- _Document extract_:
Start of Block
Nia Vardalos of "My Big Fat Greek Wedding" dropped out of acting to focus on adopting a baby from the American foster system. At first she hid her experience like the growth on her cousin Nick's neck in the movie. But then she decided to write a book about it. "Instant Mom" has rocketed its way onto the New York Times bestseller list, and Vardalos got grilled by Wrap editor Sharon Waxman.
The book has a confessional tone to it. How does it feel to let it out, your struggles with infertility, the painful process of trying to become a parent?
I reluctantly put it in the book. Even though now I would describe it as perhaps cathartic to have written it, while I was writing it was a protracted and difficult process. I kept telling myself, 'There's no way I keep this in the book.'
No way did I set out to write a book like this. But when I got to the part about transitioning my daughter and I found words to describe her bravery, her goal- setting tenacity, I was so in awe of this child that I suddenly thought, ‘What am I afraid of? I’m not ashamed of it anymore.’ I put it in the book.
Well if you didn’t set out to write a personal story, what were you doing? You can’t just start in the middle.
End of Block
- _Input data_:
Start of Block
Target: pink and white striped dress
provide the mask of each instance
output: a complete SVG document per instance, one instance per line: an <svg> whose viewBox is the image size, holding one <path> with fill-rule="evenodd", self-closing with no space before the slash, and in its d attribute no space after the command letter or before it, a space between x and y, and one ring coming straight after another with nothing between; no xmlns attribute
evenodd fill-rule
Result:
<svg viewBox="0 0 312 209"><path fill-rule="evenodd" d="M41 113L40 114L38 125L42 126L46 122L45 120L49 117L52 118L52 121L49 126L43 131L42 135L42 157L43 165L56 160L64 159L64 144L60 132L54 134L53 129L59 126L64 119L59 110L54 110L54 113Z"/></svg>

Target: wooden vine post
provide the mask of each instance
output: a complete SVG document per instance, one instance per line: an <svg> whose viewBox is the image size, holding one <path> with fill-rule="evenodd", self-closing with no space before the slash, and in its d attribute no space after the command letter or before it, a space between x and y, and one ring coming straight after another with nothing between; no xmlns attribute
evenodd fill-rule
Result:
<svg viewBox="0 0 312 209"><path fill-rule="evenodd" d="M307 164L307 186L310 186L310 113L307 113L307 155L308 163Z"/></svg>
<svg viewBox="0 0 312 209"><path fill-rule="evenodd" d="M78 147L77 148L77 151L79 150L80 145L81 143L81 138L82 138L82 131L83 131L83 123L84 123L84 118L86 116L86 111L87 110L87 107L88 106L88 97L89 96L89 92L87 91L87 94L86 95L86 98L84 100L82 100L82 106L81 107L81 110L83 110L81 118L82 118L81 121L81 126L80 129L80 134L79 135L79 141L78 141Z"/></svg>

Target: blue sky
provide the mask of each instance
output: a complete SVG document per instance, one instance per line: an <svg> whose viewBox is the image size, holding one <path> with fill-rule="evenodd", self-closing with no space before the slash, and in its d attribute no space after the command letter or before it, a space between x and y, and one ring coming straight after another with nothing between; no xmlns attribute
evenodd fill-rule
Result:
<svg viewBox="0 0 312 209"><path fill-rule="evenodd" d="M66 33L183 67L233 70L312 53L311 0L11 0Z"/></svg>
End of Block
- _What you need to do_:
1) According to the Nia Vardalos interview, what did Vardalos leave acting to focus on?
2) Extend the Nia Vardalos interview, picking up after its final line.
The records are separate material and are not connected to the interview text.

- _Outputs in order_:
1) She left acting to focus on adopting a baby from the American foster system.

2)
I set out to write a how-to-adopt textbook with personal – not too personal – side stories. This is how I write. I begin, I don’t know what it’s going to be. And I find it somewhere in the process. With My Big Fat Greek Wedding, I lifted family stories and as I was writing I thought ‘Wait a minute, I’ll make it about my wedding.’
It’s not really an adoption book, it’s not a Mom book. Even though I call it Instant Mom. The throughline is about my tenacious stubbornness, which is what is so admirable about my daughter.
Talk about that moment when you met her, when you found her.
I remember when the phone rang. I got the words I’d been waiting for for so long: 'You’ve been matched.' I felt something hard on the back of my head but I don’t remember laying down. Why did I lay on the floor? And I remember staring at ceiling for really long time and thinking: 'I'm a Mom. I'm a Mom.'
There’s this sad-funny observation you make in the book: You decided to stop acting, and nobody noticed?
The tiny message in it is: do what makes you happy. Do what’s best for you. There’s a glut of actors in the market. So many people that people are following and listening to. It was a great, freeing moment for me – to step back and do what I thought was best, writing screenplays.
What did your agent say?
My agents were fine with it. I have to commend them for being understanding and compassionate. I didn’t want to be on camera. I didn’t care. I had already taking my career in my hand. I felt that if the phone didn’t ring. I could just call myself.
We've all forgotten about foster care as a route to adoption ? Why is this?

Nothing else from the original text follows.